Supplied entries Block Start

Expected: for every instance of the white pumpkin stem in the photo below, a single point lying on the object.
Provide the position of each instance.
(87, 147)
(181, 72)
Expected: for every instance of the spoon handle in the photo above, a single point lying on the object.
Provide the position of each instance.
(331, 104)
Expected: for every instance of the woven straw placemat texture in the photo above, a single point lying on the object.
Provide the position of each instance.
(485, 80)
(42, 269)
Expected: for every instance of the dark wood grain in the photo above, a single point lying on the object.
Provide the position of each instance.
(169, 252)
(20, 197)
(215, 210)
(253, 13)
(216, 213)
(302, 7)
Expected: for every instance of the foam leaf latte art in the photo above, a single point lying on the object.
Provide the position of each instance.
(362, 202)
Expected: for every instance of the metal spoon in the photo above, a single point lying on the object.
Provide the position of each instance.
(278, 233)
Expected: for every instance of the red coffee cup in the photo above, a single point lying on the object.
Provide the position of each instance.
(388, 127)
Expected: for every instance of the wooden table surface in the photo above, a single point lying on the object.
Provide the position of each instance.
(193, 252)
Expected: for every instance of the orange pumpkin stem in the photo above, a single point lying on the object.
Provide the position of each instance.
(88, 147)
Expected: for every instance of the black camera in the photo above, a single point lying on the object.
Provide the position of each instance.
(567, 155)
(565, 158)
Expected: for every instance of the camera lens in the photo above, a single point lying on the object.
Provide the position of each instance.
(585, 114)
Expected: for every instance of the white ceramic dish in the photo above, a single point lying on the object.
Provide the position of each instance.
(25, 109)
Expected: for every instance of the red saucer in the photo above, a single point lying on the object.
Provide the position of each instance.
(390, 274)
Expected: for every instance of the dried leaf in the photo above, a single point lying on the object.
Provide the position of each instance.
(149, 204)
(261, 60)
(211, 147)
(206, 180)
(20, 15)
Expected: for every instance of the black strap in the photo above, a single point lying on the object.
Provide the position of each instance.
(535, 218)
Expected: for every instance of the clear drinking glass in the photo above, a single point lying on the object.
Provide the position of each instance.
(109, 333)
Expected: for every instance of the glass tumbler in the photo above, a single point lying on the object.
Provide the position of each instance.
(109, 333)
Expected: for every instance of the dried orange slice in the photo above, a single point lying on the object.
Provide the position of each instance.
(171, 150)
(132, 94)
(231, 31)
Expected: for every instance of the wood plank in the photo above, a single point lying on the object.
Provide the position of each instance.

Supplied entries Block End

§ **Assignment**: Report all lines in the records that include the string "dried".

§ **Reply to the exercise**:
Expected: for every instance of the dried leaf in the photo above, a single point lying on the object.
Expected: for every instance of the dried orange slice in the photo above, a single point lying on the object.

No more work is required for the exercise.